== Exercise goal ==
Collect and copy out every line in the listing below that contains the string "left". Treat the match as case-sensitive.

Data listing
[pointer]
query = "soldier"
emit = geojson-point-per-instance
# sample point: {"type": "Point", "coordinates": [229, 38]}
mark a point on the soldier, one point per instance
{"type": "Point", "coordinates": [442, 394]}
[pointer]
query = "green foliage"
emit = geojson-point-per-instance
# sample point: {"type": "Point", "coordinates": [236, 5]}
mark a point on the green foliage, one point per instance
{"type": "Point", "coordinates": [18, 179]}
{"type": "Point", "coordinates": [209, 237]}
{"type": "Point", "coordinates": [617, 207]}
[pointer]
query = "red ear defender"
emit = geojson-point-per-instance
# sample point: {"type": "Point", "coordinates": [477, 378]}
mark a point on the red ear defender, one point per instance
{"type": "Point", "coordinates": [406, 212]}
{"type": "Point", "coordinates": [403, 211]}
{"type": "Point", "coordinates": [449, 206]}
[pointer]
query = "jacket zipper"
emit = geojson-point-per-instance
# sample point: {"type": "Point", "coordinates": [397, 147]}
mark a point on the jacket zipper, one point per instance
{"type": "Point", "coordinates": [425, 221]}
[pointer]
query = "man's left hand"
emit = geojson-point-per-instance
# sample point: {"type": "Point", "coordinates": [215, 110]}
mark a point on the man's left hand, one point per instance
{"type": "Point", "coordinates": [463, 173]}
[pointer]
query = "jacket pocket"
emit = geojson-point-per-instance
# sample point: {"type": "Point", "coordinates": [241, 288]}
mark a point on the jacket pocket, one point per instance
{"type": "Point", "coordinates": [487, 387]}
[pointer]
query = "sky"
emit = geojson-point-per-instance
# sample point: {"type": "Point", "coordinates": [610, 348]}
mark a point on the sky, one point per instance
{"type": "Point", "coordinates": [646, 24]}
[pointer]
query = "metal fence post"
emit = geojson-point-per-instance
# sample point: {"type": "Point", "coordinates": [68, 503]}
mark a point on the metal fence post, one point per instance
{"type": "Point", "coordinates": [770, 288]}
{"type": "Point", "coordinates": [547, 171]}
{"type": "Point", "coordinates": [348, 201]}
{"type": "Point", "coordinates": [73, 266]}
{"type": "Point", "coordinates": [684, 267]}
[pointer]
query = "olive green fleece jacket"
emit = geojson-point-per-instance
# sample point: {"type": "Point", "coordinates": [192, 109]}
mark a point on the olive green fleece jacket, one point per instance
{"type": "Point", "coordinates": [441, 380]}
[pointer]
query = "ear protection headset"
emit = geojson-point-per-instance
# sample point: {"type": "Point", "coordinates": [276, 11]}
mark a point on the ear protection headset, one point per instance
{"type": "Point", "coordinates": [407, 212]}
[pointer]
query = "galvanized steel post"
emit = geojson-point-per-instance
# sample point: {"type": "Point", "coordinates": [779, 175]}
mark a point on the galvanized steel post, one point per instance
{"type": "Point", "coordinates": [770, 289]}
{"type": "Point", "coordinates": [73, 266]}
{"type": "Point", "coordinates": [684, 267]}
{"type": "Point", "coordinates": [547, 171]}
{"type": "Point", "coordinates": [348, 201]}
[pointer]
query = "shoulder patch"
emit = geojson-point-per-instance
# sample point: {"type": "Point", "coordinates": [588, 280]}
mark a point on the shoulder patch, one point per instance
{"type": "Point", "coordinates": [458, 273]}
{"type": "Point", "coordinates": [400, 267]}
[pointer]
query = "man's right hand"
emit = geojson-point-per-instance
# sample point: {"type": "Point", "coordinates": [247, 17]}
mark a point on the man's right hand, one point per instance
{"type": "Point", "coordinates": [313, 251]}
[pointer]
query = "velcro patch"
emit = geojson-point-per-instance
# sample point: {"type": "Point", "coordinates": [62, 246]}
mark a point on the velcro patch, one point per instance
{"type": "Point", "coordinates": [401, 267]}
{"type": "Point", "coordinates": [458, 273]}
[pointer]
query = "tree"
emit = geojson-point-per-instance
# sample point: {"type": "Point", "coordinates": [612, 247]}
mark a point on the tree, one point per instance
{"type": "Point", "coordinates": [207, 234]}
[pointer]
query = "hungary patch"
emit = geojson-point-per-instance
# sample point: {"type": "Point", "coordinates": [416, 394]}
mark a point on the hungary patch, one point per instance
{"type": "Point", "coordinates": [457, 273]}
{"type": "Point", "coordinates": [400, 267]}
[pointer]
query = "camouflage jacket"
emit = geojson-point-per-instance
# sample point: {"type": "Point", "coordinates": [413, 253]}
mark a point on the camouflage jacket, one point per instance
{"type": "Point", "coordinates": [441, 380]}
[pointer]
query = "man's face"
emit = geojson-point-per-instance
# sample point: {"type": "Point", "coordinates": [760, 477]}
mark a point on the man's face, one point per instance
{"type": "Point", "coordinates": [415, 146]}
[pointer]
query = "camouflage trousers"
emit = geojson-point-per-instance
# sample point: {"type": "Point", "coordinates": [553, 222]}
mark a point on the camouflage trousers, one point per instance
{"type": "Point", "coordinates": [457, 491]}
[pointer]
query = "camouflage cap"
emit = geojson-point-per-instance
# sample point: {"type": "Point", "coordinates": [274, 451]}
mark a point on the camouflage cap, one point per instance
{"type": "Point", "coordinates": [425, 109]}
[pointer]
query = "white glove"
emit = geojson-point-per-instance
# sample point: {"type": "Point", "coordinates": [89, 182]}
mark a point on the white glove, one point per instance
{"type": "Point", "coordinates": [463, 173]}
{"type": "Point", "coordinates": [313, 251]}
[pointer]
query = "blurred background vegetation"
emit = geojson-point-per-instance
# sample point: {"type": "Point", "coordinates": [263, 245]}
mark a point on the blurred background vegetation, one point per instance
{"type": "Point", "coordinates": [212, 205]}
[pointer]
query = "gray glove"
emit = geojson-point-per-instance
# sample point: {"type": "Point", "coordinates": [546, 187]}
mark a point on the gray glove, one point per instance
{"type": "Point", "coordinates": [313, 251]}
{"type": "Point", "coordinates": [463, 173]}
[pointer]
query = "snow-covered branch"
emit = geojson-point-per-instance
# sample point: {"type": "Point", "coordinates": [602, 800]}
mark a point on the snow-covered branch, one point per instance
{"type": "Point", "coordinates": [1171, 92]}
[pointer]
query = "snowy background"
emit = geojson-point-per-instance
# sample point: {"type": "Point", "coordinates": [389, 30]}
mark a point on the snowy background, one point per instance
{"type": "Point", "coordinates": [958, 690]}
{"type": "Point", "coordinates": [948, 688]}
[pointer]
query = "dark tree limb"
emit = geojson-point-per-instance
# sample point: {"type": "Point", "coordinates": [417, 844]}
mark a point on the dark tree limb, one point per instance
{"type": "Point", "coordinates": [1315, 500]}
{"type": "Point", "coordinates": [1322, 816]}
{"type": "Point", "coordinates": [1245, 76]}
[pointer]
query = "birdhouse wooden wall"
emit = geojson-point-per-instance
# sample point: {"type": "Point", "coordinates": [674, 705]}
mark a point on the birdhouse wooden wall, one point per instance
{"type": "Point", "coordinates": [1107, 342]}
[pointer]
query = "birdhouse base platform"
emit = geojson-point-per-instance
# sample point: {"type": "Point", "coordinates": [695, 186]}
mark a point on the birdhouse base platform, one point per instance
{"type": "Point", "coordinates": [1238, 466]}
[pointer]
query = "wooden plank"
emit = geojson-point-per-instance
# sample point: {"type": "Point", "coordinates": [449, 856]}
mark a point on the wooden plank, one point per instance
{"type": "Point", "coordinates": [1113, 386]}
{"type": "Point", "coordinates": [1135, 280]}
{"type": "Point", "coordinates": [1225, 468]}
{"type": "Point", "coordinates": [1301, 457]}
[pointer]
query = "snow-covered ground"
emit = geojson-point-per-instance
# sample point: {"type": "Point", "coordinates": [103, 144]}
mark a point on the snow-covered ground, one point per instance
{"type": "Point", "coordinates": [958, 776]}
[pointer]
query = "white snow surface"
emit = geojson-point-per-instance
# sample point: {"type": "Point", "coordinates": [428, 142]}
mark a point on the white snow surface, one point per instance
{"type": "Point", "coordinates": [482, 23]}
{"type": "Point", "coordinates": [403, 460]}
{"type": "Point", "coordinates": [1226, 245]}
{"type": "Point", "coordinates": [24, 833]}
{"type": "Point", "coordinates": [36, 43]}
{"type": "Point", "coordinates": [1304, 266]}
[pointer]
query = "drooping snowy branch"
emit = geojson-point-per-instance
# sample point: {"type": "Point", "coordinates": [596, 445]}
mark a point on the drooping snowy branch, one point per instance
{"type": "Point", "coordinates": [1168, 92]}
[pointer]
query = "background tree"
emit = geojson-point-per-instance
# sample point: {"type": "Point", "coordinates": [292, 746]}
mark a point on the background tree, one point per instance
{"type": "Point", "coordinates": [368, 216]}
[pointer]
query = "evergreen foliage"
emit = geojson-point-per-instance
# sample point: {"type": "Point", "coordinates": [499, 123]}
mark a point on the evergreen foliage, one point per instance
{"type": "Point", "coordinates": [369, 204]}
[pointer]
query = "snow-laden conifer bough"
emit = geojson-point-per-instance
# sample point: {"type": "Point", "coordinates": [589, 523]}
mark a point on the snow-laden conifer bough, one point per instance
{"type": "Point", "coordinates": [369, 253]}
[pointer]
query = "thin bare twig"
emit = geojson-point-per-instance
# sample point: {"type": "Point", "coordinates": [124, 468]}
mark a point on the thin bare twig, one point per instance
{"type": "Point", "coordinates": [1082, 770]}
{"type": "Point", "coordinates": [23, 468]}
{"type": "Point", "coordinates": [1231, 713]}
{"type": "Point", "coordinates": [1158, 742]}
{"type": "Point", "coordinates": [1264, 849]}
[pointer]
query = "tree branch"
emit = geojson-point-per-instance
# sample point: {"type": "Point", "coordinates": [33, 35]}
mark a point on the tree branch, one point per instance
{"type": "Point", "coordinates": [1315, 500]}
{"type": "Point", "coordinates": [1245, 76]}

== Expected answer ==
query = "man's left hand"
mark a point on the man's left hand, one point per instance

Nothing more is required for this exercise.